▶ _THE DATA_

·····

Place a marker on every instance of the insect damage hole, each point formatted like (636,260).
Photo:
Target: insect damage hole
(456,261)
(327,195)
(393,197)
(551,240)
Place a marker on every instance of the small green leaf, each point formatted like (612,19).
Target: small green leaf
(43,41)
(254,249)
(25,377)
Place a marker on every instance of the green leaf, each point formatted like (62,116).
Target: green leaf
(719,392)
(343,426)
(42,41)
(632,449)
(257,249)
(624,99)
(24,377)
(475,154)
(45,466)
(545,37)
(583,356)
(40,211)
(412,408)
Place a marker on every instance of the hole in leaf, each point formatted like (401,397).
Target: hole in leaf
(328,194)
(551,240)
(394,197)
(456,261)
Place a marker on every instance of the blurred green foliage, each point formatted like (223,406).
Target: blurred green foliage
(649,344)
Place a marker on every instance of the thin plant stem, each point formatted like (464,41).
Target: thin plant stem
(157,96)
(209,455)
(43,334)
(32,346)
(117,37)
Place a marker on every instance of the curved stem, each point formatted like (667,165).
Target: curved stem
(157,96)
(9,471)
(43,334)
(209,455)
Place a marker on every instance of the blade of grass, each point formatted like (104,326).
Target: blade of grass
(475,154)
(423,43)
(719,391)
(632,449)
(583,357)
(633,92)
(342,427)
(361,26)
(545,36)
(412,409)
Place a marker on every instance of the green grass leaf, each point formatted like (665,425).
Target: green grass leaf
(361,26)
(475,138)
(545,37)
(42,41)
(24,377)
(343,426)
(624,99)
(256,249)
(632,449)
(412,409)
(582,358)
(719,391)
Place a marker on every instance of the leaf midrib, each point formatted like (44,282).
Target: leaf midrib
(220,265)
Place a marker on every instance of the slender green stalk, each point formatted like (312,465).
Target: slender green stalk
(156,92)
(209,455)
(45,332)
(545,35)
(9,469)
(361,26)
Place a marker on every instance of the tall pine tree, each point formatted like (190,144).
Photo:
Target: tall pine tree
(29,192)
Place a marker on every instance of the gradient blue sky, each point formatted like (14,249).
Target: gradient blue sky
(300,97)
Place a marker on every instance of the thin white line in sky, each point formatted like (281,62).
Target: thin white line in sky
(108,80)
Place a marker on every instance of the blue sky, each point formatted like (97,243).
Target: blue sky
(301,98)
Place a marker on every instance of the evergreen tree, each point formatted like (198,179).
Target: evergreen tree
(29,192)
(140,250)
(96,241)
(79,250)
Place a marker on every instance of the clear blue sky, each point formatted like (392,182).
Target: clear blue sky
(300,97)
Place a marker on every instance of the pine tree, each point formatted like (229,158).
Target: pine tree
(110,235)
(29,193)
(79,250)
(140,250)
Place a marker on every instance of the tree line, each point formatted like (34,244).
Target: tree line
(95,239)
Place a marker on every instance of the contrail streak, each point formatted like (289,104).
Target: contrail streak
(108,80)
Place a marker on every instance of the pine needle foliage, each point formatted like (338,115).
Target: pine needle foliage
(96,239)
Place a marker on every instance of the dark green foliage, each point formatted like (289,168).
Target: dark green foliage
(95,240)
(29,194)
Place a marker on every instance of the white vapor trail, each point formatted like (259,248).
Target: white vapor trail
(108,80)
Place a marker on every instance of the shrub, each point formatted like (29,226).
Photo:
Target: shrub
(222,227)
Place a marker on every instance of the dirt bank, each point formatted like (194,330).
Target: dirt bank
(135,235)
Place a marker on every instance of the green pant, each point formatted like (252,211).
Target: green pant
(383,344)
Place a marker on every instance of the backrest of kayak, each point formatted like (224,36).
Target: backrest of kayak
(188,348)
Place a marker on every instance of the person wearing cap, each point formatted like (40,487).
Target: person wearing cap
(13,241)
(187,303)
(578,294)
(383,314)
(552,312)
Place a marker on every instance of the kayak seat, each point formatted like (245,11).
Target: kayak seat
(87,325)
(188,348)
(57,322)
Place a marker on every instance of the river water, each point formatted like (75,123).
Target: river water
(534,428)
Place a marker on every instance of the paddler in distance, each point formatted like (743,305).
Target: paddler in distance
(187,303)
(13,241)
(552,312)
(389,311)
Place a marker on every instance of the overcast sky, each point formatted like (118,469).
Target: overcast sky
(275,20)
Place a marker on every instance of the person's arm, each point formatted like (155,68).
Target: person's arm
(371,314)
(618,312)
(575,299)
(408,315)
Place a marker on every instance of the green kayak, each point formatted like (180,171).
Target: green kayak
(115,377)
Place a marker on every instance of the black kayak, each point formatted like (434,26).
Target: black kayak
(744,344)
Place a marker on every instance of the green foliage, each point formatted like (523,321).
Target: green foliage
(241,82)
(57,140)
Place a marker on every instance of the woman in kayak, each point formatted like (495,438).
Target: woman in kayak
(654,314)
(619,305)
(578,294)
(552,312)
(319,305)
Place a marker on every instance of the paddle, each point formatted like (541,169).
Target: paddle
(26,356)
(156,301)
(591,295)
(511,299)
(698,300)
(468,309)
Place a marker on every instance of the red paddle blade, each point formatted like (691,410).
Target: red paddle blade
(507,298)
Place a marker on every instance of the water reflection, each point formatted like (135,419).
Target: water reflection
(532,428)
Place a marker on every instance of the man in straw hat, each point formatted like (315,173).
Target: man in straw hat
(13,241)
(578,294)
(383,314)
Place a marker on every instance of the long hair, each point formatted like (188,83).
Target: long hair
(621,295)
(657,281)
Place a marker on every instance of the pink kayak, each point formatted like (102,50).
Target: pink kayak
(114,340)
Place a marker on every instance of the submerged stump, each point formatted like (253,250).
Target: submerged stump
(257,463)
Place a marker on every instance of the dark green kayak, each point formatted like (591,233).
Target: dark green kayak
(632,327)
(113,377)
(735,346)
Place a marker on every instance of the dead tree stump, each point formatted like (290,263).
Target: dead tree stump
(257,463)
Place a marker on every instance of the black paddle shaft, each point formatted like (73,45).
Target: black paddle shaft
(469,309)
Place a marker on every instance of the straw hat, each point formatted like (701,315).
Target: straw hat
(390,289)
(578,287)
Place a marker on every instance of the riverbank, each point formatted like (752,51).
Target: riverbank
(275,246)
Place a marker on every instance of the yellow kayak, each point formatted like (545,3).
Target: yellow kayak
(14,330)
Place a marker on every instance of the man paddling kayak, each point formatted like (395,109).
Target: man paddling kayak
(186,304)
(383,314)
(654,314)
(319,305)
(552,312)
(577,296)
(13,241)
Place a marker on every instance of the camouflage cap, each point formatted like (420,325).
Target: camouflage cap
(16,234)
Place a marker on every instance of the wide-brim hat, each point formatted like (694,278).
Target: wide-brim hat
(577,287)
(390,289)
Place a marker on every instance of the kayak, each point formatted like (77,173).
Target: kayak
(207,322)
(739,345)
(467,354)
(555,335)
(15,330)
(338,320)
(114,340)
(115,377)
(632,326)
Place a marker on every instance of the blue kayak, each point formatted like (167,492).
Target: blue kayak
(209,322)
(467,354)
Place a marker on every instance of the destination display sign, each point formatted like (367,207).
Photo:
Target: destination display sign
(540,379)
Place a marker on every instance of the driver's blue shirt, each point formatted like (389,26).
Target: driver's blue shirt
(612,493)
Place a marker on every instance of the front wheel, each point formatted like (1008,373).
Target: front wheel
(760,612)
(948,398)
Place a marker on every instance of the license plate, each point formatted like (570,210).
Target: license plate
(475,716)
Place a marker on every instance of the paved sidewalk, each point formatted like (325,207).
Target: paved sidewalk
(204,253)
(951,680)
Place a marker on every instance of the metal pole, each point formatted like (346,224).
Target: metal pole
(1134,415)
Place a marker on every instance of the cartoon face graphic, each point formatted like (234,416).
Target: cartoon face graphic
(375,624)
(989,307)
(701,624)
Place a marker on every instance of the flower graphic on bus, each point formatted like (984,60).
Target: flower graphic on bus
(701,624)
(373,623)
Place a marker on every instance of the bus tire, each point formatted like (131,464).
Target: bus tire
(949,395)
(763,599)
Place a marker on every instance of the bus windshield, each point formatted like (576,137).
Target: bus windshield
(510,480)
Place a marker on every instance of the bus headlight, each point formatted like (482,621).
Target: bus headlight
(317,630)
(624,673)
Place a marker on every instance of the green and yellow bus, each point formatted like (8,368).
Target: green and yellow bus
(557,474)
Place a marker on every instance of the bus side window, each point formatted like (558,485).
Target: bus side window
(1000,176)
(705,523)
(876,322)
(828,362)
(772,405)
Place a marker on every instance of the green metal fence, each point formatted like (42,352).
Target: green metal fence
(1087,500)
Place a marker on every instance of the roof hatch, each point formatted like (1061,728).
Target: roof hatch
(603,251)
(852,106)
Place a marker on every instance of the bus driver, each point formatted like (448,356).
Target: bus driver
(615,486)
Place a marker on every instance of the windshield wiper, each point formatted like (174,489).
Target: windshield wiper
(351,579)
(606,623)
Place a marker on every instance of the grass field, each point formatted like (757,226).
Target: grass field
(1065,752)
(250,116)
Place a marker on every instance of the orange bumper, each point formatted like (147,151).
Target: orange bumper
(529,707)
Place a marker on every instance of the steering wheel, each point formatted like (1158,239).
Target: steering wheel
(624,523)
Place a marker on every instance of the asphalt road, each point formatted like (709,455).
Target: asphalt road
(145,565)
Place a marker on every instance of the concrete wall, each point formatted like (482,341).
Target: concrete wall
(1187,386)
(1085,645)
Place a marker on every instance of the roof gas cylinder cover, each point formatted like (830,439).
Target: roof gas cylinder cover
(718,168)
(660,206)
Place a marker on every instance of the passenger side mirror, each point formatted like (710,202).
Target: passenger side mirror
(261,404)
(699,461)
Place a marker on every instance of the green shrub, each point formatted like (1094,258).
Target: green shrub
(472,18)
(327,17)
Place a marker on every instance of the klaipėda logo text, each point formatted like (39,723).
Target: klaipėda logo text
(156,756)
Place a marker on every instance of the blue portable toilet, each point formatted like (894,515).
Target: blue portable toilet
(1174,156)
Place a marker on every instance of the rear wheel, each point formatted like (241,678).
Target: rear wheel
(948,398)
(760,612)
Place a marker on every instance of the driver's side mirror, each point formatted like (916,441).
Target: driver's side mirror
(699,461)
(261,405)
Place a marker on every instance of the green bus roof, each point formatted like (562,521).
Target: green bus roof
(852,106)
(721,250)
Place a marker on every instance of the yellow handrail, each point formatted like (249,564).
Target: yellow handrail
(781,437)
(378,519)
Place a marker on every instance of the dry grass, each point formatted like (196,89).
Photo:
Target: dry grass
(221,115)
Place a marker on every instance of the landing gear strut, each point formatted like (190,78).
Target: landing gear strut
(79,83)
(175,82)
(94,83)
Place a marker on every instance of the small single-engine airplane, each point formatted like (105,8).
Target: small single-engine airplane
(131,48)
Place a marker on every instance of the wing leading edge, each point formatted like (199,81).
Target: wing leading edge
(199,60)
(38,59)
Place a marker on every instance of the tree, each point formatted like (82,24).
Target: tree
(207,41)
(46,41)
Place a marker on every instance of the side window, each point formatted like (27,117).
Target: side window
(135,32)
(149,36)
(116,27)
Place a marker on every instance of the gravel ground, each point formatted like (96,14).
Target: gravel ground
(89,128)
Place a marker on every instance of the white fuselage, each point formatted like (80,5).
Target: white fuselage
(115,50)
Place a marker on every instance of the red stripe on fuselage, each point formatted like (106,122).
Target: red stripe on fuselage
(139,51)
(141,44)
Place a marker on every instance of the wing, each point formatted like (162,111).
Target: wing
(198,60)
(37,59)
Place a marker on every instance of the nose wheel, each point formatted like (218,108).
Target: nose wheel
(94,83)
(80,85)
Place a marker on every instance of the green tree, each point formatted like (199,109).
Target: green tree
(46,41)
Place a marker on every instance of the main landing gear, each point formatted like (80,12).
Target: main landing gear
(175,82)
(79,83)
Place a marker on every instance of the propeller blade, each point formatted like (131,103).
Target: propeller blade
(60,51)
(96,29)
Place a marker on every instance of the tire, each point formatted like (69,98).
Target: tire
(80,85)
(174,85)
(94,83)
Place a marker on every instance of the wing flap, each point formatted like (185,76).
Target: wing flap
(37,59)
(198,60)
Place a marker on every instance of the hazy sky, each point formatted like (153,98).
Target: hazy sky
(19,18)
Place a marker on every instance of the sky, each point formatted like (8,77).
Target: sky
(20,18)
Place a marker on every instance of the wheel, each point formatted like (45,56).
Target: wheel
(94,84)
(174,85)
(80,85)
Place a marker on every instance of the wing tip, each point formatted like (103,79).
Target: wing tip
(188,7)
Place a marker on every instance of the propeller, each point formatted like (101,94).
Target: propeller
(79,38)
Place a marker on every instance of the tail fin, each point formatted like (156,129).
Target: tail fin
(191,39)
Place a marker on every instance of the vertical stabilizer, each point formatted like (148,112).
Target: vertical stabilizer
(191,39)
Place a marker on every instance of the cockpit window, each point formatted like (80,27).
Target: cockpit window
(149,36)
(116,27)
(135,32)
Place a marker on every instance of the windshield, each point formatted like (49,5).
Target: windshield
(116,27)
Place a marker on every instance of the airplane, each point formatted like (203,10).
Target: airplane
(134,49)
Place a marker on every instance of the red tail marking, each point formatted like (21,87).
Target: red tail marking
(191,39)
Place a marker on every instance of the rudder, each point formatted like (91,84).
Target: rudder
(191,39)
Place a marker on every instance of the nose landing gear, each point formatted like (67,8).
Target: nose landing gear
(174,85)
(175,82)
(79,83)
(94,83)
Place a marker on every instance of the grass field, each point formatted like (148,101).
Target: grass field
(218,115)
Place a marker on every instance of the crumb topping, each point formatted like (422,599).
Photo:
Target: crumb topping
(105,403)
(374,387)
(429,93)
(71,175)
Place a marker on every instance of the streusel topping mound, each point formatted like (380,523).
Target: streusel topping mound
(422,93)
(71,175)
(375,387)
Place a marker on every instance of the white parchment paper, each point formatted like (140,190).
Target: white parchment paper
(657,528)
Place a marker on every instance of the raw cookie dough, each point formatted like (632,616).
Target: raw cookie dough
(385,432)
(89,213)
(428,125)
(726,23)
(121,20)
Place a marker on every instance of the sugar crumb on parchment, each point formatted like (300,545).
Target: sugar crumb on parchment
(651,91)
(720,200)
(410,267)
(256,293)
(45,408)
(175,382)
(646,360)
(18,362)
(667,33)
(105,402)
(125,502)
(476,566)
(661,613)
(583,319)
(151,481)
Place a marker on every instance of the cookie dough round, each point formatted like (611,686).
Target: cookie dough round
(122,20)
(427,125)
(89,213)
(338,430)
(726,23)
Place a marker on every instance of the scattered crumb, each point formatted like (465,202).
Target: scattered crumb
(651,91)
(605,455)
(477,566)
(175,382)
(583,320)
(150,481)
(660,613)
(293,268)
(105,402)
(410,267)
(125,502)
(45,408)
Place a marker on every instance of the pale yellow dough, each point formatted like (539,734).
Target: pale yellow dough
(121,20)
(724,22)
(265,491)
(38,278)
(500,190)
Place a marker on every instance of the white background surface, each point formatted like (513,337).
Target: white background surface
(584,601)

·····

▶ _WHAT IS NEEDED_
The required output is the exact sequence of lines from the one containing "Place a marker on every instance of the airplane, each" through the end of the listing, both endpoints included.

▶ _SOLUTION TO THIS TASK_
Place a marker on every instance of the airplane, each point formatted like (203,10).
Target: airplane
(134,49)
Place a marker on every instance of the red tail marking, each point formatted like (21,87).
Target: red tail marking
(191,39)
Place a marker on every instance of the rudder, each point formatted like (91,84).
Target: rudder
(191,39)
Place a marker on every instance of the nose landing gear, each point formatted like (67,8).
Target: nose landing gear
(174,85)
(175,82)
(79,83)
(94,83)
Place a marker on every instance of the grass field, each point formatted like (148,101).
Target: grass field
(218,115)
Place a marker on every instance of the crumb topping, each point formatted like (422,599).
Photo:
Target: crumb topping
(105,403)
(374,387)
(429,93)
(71,175)
Place a marker on every instance of the streusel topping mound, each point formatted like (380,523).
Target: streusel topping mound
(422,93)
(71,175)
(375,387)
Place a marker on every instance of the white parchment paper, each point formatted like (140,190).
Target: white parchment paper
(657,528)
Place a marker on every instance of the raw cookie dough, each point formatted like (632,616).
Target: raw cookie dough
(385,432)
(89,213)
(428,125)
(726,23)
(121,20)
Place a marker on every instance of the sugar crumb on parchment, each point formatted like (300,545).
Target: sugar crumb on parchment
(651,91)
(720,200)
(410,267)
(256,293)
(45,408)
(175,382)
(646,360)
(18,362)
(667,33)
(105,402)
(125,502)
(476,566)
(661,613)
(583,319)
(151,481)
Place a marker on every instance of the cookie dough round, each point formatted like (611,686).
Target: cookie dough round
(122,20)
(427,125)
(89,213)
(338,430)
(726,23)
Place a marker on every instance of the scattered crumb, each point formatted like (465,202).
Target: scattered crumb
(651,91)
(605,455)
(477,566)
(175,382)
(583,320)
(150,481)
(660,613)
(293,268)
(105,402)
(410,267)
(125,502)
(45,408)
Place a marker on every instance of the pale yellow dough, each point formatted like (539,734).
Target: pale yellow dough
(121,20)
(724,22)
(265,491)
(38,278)
(500,190)
Place a marker on every instance of the white background surface, each point formatted like (513,337).
Target: white background surface
(584,601)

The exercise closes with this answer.